Coordinate annotation entries:
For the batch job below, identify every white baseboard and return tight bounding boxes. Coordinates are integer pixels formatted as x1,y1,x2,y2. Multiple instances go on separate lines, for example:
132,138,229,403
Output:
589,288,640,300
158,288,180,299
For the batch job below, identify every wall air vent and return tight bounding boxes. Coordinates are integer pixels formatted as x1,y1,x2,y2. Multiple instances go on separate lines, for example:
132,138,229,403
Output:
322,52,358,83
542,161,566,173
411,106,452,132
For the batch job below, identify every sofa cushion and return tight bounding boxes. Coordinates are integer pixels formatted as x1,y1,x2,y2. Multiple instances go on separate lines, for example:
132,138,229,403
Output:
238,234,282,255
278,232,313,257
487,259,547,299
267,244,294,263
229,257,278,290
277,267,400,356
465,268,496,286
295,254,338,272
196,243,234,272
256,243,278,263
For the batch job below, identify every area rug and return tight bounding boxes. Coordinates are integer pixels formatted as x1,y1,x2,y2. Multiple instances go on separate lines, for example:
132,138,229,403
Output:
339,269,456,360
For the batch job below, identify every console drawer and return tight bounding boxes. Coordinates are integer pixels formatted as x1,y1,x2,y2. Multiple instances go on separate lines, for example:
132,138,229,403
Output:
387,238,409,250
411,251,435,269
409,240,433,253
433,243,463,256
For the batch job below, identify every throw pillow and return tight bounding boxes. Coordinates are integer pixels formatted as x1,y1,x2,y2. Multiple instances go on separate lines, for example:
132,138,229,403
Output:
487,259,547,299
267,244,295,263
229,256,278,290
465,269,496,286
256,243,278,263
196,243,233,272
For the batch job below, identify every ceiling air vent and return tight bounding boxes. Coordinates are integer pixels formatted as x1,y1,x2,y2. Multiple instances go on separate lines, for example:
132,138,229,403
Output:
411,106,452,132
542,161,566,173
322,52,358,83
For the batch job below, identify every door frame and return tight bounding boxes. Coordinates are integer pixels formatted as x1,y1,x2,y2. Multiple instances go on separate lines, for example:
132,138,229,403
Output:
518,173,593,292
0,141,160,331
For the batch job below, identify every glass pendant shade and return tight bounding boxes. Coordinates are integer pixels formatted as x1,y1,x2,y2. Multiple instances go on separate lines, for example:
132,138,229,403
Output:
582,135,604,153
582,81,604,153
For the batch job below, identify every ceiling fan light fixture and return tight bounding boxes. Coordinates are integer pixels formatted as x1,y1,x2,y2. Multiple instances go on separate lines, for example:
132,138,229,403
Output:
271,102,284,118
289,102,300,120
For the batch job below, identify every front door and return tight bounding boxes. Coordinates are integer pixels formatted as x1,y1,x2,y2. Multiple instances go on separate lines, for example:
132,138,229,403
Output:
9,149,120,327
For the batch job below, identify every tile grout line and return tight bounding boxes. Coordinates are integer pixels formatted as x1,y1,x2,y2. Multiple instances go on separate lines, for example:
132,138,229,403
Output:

→ WHAT TO DO: Rewrite all of the lines above as a JSON list of strings, with one string for each line and any blank lines left out.

→ TASK OUTPUT:
[
  "For the batch job below, identify every white baseboard and return tight bounding boxes. Coordinates are integer pixels formatted as x1,y1,x2,y2. Multiple instances go on separate lines, for example:",
  "132,138,229,403",
  "Output:",
  "589,288,640,300",
  "158,288,180,299",
  "For the batch job below, identify every wall air vent and return tight bounding boxes. Coordinates are integer pixels formatted as x1,y1,x2,y2. Multiple instances go on separate lines, for example:",
  "132,138,229,403",
  "Output:",
  "322,52,358,83",
  "542,161,566,173",
  "411,106,452,132",
  "For the batch job below, identify every sofa cushion and return tight bounding boxes. Coordinates are integer pixels formatted as x1,y1,x2,y2. Multiple instances go on separate lines, for example:",
  "132,138,229,403",
  "Output:",
  "238,234,282,255",
  "278,232,313,257",
  "487,259,547,299",
  "267,244,294,263",
  "229,257,278,290",
  "277,267,400,356",
  "465,268,496,286",
  "295,254,338,272",
  "196,243,234,272",
  "256,243,278,263",
  "For the batch job below, identify every area rug and return tight bounding boxes. Coordinates are integer pixels formatted as x1,y1,x2,y2. Multiple instances go on separate lines, for example:",
  "132,138,229,403",
  "Output:",
  "339,269,456,360",
  "For the batch job below, identify every console drawer and return tight bounding boxes. Coordinates are integer pixels formatted as x1,y1,x2,y2. Multiple instances go on separate lines, for example:",
  "132,138,229,403",
  "Output:",
  "387,238,409,250",
  "411,251,435,269",
  "409,240,433,253",
  "433,243,463,256",
  "For the batch job below, identify every throw pillow and return tight bounding boxes. Coordinates are integer pixels formatted as x1,y1,x2,y2. Multiple instances go on separate lines, for example:",
  "132,138,229,403",
  "Output:",
  "487,259,547,299",
  "267,244,295,263",
  "229,256,278,290",
  "465,269,496,286",
  "256,243,278,263",
  "196,243,233,272",
  "For the batch job below, identify every ceiling air vent and return tight bounding boxes. Coordinates are integer pixels formatted as x1,y1,x2,y2. Multiple instances go on separate lines, for example:",
  "132,138,229,403",
  "Output:",
  "411,106,452,132",
  "542,161,566,173",
  "322,52,358,83",
  "For the batch job below, identify every door frame and return tight bounding boxes. Coordinates are integer pixels formatted as x1,y1,x2,y2. Multiple instances go on separate lines, for example:",
  "132,138,229,403",
  "Output:",
  "518,173,593,292",
  "0,141,160,331",
  "For the batch job below, identify every glass pendant shade and return tight bounding boxes. Coordinates are integer pixels formatted as x1,y1,x2,y2. Multiple instances go on separate lines, for example:",
  "132,138,229,403",
  "Output:",
  "582,135,604,153",
  "582,81,604,153",
  "For the batch job below, identify every ceiling fan light fixture and return tight bounding boxes. Coordinates are integer pixels formatted as x1,y1,x2,y2. Multiple instances go on separate lines, for example:",
  "132,138,229,403",
  "Output:",
  "271,102,284,118",
  "289,102,300,120",
  "For the batch job below, identify every front door and return tight bounding boxes. Coordinates are integer pixels formatted as x1,y1,x2,y2. Multiple instances go on separate lines, for example:",
  "132,138,229,403",
  "Output:",
  "9,149,120,327",
  "For the batch job below, identify every tile grout line and return tight bounding boxes. Coordinates are integer pixels formatted as x1,y1,x2,y2. Multiple instances go on separate lines, for example:",
  "132,138,229,403",
  "Output:"
]